Study text:
The lack of ICU beds caused by rising COVID-19 hospitalizations has been blamed for the death of an Army veteran from a treatable illness.

The family of Texas war hero Daniel Wilkinson told FOX 29 that he died after unsuccessfully searching for treatment for his gallstone pancreatitis.

"U.S. Army veteran Daniel Wilkinson, of Texas, died of a treatable illness because the COVID crisis left him without an available ICU bed even though he lives three houses down from an emergency room and 60 miles away from some of the greatest health care facilities in the world,” CBS News journalist David Begnaud tweeted.

Wilkinson presented himself at a Houston-area hospital only to be told that all of its ICU beds are occupied by COVID patients.

His family told FOX 29 that Wilkinson, a veteran of the now-concluded war in Afghanistan, only needed a half-hour long procedure to extract a gallstone but the hospital couldn’t perform it.

Wilkinson's inability to find an available Houston-area hospital to treat his gallstone pancreatitis forced his physician to look elsewhere in the U.S., the station reported.

Tasks to carry out:
1) Translate this sentence from the article on Daniel Wilkinson into Spanish: "Wilkinson presented himself at a Houston-area hospital only to be told that all of its ICU beds are occupied by COVID patients."
2) Please write out the article on Daniel Wilkinson from "The family of" up to and including "by COVID patients.".

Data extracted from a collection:
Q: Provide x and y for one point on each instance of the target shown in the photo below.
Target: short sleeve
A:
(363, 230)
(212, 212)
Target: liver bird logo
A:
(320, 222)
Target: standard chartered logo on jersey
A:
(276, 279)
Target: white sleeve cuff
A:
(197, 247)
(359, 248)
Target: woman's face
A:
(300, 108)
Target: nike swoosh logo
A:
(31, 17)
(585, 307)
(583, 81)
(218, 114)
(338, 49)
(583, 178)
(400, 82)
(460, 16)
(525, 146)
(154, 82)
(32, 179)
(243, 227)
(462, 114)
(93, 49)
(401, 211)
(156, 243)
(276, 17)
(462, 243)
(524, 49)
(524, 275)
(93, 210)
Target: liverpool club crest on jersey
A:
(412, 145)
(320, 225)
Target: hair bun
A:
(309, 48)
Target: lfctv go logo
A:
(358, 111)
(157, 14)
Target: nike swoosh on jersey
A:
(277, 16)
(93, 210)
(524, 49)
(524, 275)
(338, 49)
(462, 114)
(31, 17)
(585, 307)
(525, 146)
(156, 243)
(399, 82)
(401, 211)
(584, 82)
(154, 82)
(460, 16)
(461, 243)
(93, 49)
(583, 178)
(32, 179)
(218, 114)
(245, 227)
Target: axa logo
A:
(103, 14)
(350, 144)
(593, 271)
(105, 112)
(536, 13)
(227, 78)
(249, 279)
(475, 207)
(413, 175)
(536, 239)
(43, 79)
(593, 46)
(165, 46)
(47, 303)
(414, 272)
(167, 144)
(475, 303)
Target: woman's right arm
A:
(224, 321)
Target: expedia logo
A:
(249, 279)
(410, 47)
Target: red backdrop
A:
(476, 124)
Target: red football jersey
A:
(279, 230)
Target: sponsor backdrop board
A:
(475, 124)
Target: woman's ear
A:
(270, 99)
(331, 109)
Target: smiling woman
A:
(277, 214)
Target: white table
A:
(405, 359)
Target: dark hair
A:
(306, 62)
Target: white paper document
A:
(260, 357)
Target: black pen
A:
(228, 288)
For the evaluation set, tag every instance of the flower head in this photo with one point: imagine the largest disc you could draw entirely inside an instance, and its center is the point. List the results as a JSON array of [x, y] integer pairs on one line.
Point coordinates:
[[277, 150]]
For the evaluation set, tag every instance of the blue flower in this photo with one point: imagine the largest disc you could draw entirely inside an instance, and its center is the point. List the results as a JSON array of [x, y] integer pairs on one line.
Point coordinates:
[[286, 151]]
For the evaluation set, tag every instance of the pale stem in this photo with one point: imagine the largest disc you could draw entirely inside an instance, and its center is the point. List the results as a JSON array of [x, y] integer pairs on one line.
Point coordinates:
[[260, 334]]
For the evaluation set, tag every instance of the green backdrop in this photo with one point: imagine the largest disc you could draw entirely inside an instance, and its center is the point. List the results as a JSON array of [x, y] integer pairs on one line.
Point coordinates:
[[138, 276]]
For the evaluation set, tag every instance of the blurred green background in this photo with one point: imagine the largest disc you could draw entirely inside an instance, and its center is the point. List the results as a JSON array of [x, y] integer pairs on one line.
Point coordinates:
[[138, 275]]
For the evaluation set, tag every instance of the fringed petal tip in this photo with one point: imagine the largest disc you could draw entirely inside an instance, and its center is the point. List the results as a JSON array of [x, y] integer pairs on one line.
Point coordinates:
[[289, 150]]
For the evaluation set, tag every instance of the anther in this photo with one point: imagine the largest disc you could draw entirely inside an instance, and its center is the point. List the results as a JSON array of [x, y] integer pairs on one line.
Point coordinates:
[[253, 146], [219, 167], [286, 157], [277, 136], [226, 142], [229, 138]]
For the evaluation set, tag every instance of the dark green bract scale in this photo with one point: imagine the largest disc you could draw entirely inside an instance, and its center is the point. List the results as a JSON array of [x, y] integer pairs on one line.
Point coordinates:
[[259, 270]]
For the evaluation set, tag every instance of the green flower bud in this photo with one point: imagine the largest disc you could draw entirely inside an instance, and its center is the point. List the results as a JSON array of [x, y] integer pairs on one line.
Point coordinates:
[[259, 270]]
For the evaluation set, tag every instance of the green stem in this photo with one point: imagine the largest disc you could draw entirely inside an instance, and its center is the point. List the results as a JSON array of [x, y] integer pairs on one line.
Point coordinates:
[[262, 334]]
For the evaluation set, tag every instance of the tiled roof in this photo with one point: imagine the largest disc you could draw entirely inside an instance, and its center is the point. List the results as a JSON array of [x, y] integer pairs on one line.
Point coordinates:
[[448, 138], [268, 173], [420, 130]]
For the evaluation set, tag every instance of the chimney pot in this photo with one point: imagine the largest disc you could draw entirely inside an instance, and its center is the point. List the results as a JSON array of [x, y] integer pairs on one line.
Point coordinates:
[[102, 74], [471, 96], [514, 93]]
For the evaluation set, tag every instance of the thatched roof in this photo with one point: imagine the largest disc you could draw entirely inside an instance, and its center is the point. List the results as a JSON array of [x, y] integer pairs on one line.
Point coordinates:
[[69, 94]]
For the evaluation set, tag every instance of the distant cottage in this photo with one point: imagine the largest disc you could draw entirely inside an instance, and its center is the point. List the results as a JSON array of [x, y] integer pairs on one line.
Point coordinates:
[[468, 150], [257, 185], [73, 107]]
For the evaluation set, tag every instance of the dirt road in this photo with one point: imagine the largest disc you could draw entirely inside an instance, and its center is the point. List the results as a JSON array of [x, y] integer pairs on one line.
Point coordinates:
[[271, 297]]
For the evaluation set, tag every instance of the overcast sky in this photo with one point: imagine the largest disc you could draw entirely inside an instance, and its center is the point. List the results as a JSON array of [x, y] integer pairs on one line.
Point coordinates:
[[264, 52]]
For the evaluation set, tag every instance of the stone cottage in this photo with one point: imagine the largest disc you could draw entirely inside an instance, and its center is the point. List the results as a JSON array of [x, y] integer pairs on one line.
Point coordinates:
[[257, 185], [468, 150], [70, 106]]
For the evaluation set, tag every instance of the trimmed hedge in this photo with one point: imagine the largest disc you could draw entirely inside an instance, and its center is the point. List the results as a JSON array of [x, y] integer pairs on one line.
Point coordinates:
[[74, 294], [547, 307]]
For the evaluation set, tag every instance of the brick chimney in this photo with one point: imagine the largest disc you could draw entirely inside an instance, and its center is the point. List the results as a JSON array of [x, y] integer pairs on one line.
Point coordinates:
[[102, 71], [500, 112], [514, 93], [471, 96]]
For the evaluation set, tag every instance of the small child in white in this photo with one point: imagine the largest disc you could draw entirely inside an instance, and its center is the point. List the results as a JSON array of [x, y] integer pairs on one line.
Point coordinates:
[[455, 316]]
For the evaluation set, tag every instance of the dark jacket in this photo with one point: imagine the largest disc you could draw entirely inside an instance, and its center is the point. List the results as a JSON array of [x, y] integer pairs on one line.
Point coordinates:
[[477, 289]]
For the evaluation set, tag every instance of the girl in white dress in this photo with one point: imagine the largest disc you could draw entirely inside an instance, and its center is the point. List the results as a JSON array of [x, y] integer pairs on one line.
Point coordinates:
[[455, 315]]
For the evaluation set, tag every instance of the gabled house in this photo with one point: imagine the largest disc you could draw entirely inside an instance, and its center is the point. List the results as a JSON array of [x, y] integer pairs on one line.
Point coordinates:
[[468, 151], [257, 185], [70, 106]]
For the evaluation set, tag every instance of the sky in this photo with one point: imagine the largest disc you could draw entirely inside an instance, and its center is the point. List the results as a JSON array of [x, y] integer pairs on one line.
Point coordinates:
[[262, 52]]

Answers below:
1) Wilkinson se presentó en un hospital del área de Houston solo para que le dijeran que todas sus camas de UCI estaban ocupadas por pacientes de COVID.

2)
The family of Texas war hero Daniel Wilkinson told FOX 29 that he died after unsuccessfully searching for treatment for his gallstone pancreatitis.

"U.S. Army veteran Daniel Wilkinson, of Texas, died of a treatable illness because the COVID crisis left him without an available ICU bed even though he lives three houses down from an emergency room and 60 miles away from some of the greatest health care facilities in the world,” CBS News journalist David Begnaud tweeted.

Wilkinson presented himself at a Houston-area hospital only to be told that all of its ICU beds are occupied by COVID patients.